◆ TASK TO COMPLETE ◆
Copy the rows below word for word, omitting the pictures.

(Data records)

[Start of section]

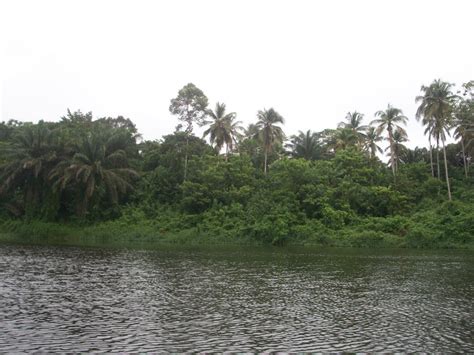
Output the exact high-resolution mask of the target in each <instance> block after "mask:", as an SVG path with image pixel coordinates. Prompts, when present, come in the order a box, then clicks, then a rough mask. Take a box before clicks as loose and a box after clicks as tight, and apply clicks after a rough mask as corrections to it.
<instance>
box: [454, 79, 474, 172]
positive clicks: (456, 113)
mask: <svg viewBox="0 0 474 355" xmlns="http://www.w3.org/2000/svg"><path fill="white" fill-rule="evenodd" d="M473 83H474V81H473ZM465 85H466V84H465ZM454 127H455V131H454V138H456V139H459V141H460V142H461V149H462V156H463V165H464V174H465V177H466V178H467V175H468V172H469V159H467V156H468V150H467V148H468V145H469V144H470V143H471V142H472V141H473V138H474V100H473V99H462V100H460V102H459V105H458V106H457V107H456V110H455V121H454Z"/></svg>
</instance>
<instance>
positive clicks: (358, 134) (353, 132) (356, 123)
mask: <svg viewBox="0 0 474 355" xmlns="http://www.w3.org/2000/svg"><path fill="white" fill-rule="evenodd" d="M363 119H364V115H363V114H361V113H359V112H357V111H354V112H348V113H347V115H346V122H340V123H339V128H347V129H350V130H351V131H352V132H353V133H354V135H355V136H356V137H357V146H358V147H359V149H361V147H362V144H363V142H364V139H365V131H366V130H367V126H362V125H361V123H362V120H363Z"/></svg>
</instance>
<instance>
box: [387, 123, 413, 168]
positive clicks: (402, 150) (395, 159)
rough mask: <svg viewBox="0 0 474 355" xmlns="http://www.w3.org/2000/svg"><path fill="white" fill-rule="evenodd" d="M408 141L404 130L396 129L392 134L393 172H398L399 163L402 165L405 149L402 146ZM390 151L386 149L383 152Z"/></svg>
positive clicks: (405, 148) (405, 151)
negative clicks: (392, 144) (403, 143)
mask: <svg viewBox="0 0 474 355" xmlns="http://www.w3.org/2000/svg"><path fill="white" fill-rule="evenodd" d="M407 141H408V138H407V134H406V132H405V131H404V130H400V129H396V130H395V131H394V132H393V155H394V157H395V159H393V163H394V164H395V171H398V166H399V163H404V161H403V159H402V157H403V155H404V154H405V152H406V150H407V147H406V146H405V145H404V144H403V143H405V142H407ZM387 150H390V147H387V148H386V149H385V151H387Z"/></svg>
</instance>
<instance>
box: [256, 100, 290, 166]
mask: <svg viewBox="0 0 474 355" xmlns="http://www.w3.org/2000/svg"><path fill="white" fill-rule="evenodd" d="M257 119H258V121H257V127H258V129H259V134H260V137H261V140H262V143H263V150H264V155H265V158H264V165H263V171H264V173H265V175H266V174H267V169H268V153H269V152H270V151H271V150H272V149H273V146H274V144H275V143H276V142H279V143H282V142H283V140H284V133H283V129H282V128H281V127H280V126H279V124H284V123H285V120H284V118H283V117H282V116H281V115H280V114H279V113H278V112H276V111H275V110H274V109H273V108H270V109H269V110H263V111H258V113H257Z"/></svg>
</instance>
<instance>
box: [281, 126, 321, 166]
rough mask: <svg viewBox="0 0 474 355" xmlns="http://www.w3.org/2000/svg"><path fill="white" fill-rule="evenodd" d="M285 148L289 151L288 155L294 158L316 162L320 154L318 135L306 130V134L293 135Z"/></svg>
mask: <svg viewBox="0 0 474 355" xmlns="http://www.w3.org/2000/svg"><path fill="white" fill-rule="evenodd" d="M287 147H288V148H290V149H291V151H290V154H291V155H292V156H293V157H295V158H304V159H306V160H316V159H318V158H320V157H321V154H322V147H321V144H320V142H319V135H318V134H317V133H315V132H311V130H307V131H306V133H305V132H302V131H299V132H298V135H293V136H292V137H291V141H290V143H289V144H288V145H287Z"/></svg>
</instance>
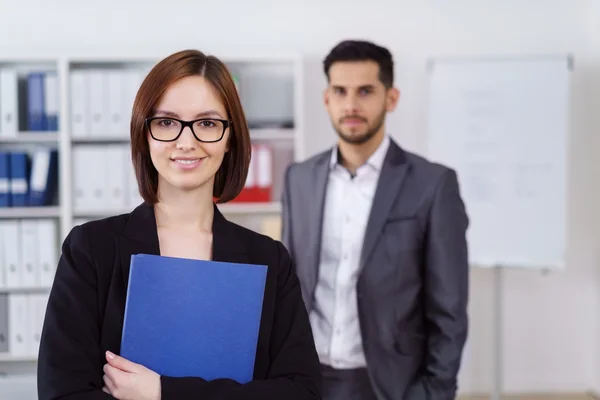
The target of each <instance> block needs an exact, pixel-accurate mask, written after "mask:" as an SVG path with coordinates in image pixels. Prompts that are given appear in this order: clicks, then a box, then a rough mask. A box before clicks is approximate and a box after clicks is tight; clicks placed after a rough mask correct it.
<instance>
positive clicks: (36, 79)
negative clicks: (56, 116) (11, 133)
mask: <svg viewBox="0 0 600 400" xmlns="http://www.w3.org/2000/svg"><path fill="white" fill-rule="evenodd" d="M44 99H45V95H44V73H42V72H31V73H29V74H28V75H27V129H28V130H30V131H45V130H47V129H46V125H47V124H46V118H45V115H44V109H45V102H44Z"/></svg>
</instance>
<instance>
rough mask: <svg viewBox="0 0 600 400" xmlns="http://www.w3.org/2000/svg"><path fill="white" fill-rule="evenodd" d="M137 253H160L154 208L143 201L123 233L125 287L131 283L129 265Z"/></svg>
mask: <svg viewBox="0 0 600 400" xmlns="http://www.w3.org/2000/svg"><path fill="white" fill-rule="evenodd" d="M135 254H154V255H160V247H159V244H158V232H157V229H156V219H155V218H154V208H153V207H152V205H150V204H147V203H143V204H142V205H140V206H138V207H137V208H135V209H134V210H133V211H132V212H131V214H130V215H129V220H128V221H127V225H125V229H124V230H123V234H122V235H121V271H122V273H123V282H124V283H125V288H127V285H128V283H129V265H130V262H131V256H132V255H135Z"/></svg>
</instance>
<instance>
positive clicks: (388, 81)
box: [323, 40, 394, 88]
mask: <svg viewBox="0 0 600 400" xmlns="http://www.w3.org/2000/svg"><path fill="white" fill-rule="evenodd" d="M338 61H375V62H376V63H377V64H378V65H379V80H380V81H381V83H383V85H384V86H385V87H386V88H391V87H392V86H393V85H394V60H393V59H392V54H391V53H390V51H389V50H388V49H386V48H385V47H381V46H378V45H376V44H375V43H372V42H368V41H364V40H345V41H343V42H340V43H338V44H337V45H336V46H335V47H334V48H333V49H332V50H331V51H330V52H329V54H328V55H327V57H325V60H324V61H323V68H324V70H325V75H327V79H328V80H329V68H331V65H332V64H333V63H335V62H338Z"/></svg>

[End of section]

◆ THE ANSWER ◆
Output the exact high-resolution mask of the target in each <instance> block after "mask:", as an SVG path with image pixel coordinates. Prompts, when present, come in the order a box, then clicks, then a rough mask. Take a box before clicks as loose and a box after clicks as tight, and apply clicks after a rough mask as corrections to it.
<instance>
box: [454, 79, 474, 172]
positive clicks: (456, 113)
mask: <svg viewBox="0 0 474 355" xmlns="http://www.w3.org/2000/svg"><path fill="white" fill-rule="evenodd" d="M473 83H474V81H473ZM465 85H466V84H465ZM454 127H455V131H454V138H456V139H459V141H460V142H461V149H462V156H463V165H464V174H465V177H466V178H467V175H468V172H469V159H467V156H468V150H467V148H468V145H469V144H470V143H471V142H472V141H473V138H474V100H473V99H462V100H460V102H459V105H458V106H457V107H456V110H455V121H454Z"/></svg>
</instance>
<instance>
positive clicks: (358, 134) (353, 132) (356, 123)
mask: <svg viewBox="0 0 474 355" xmlns="http://www.w3.org/2000/svg"><path fill="white" fill-rule="evenodd" d="M363 119H364V115H363V114H361V113H359V112H357V111H354V112H348V113H347V115H346V122H340V123H339V128H347V129H350V130H351V131H352V132H353V133H354V135H355V136H356V137H357V146H358V147H359V149H361V147H362V144H363V142H364V139H365V131H366V130H367V126H362V125H361V123H362V120H363Z"/></svg>
</instance>
<instance>
box: [387, 123, 413, 168]
positive clicks: (402, 150) (395, 159)
rough mask: <svg viewBox="0 0 474 355" xmlns="http://www.w3.org/2000/svg"><path fill="white" fill-rule="evenodd" d="M408 141L404 130L396 129L392 134L393 172H398L399 163L402 165L405 149L402 146ZM390 151L386 149L383 152Z"/></svg>
positive clicks: (405, 148) (405, 151)
negative clicks: (392, 144) (403, 143)
mask: <svg viewBox="0 0 474 355" xmlns="http://www.w3.org/2000/svg"><path fill="white" fill-rule="evenodd" d="M407 141H408V138H407V134H406V132H405V131H404V130H400V129H396V130H395V131H394V132H393V155H394V157H395V159H393V163H394V164H395V171H398V166H399V163H404V161H403V159H402V157H403V155H404V154H405V152H406V150H407V147H406V146H405V145H404V144H403V143H405V142H407ZM387 150H390V147H387V148H386V149H385V151H387Z"/></svg>
</instance>
<instance>
box: [256, 100, 290, 166]
mask: <svg viewBox="0 0 474 355" xmlns="http://www.w3.org/2000/svg"><path fill="white" fill-rule="evenodd" d="M257 119H258V121H257V127H258V129H259V134H260V137H261V140H262V143H263V150H264V155H265V158H264V165H263V171H264V173H265V175H266V174H267V169H268V153H269V152H270V151H271V150H272V149H273V146H274V144H275V143H276V142H279V143H282V142H283V140H284V133H283V129H282V128H281V127H280V126H279V124H284V123H285V120H284V118H283V117H282V116H281V115H280V114H279V113H278V112H276V111H275V110H274V109H273V108H270V109H269V110H263V111H258V113H257Z"/></svg>
</instance>
<instance>
box: [281, 126, 321, 166]
rough mask: <svg viewBox="0 0 474 355" xmlns="http://www.w3.org/2000/svg"><path fill="white" fill-rule="evenodd" d="M285 148L289 151L288 155L294 158L316 162L320 154L318 135L306 130V134L293 135Z"/></svg>
mask: <svg viewBox="0 0 474 355" xmlns="http://www.w3.org/2000/svg"><path fill="white" fill-rule="evenodd" d="M287 147H288V148H290V149H291V151H290V154H291V155H292V156H293V157H295V158H304V159H306V160H316V159H318V158H320V157H321V154H322V147H321V144H320V142H319V135H318V134H317V133H315V132H311V130H307V131H306V133H305V132H302V131H299V132H298V135H293V136H292V137H291V141H290V143H289V144H288V145H287Z"/></svg>
</instance>
The target of each <instance> block needs an exact, pixel-accurate mask, written after "mask:" as an SVG path with coordinates in image pixels. Prompts that are given appear in this order: clicks, then a box, then a rough mask. A box before clicks is approximate and a box after clicks is tight; clicks placed after a rough mask correct it.
<instance>
positive clicks: (36, 79)
negative clicks: (56, 116) (11, 133)
mask: <svg viewBox="0 0 600 400" xmlns="http://www.w3.org/2000/svg"><path fill="white" fill-rule="evenodd" d="M44 99H45V95H44V73H42V72H31V73H29V74H28V75H27V129H28V130H30V131H45V130H47V129H46V125H47V124H46V118H45V115H44V109H45V102H44Z"/></svg>
</instance>
<instance>
rough mask: <svg viewBox="0 0 600 400" xmlns="http://www.w3.org/2000/svg"><path fill="white" fill-rule="evenodd" d="M137 253H160L154 208L143 201L123 233L125 287L131 283L129 265Z"/></svg>
mask: <svg viewBox="0 0 600 400" xmlns="http://www.w3.org/2000/svg"><path fill="white" fill-rule="evenodd" d="M135 254H154V255H160V247H159V244H158V232H157V229H156V219H155V218H154V208H153V207H152V205H150V204H147V203H143V204H142V205H140V206H138V207H137V208H135V209H134V210H133V211H132V212H131V214H130V215H129V220H128V221H127V225H125V229H124V230H123V234H122V235H121V271H122V273H123V282H124V283H125V288H127V285H128V283H129V265H130V262H131V256H132V255H135Z"/></svg>
</instance>
<instance>
positive clicks: (388, 81)
box: [323, 40, 394, 88]
mask: <svg viewBox="0 0 600 400" xmlns="http://www.w3.org/2000/svg"><path fill="white" fill-rule="evenodd" d="M338 61H375V62H376V63H377V64H378V65H379V80H380V81H381V83H383V85H384V86H385V87H386V88H391V87H392V86H393V85H394V60H393V59H392V54H391V53H390V51H389V50H388V49H386V48H385V47H381V46H378V45H376V44H375V43H372V42H368V41H364V40H345V41H343V42H340V43H338V44H337V45H336V46H335V47H334V48H333V49H332V50H331V51H330V52H329V54H328V55H327V57H325V60H324V61H323V68H324V70H325V75H327V79H328V80H329V68H331V65H332V64H333V63H335V62H338Z"/></svg>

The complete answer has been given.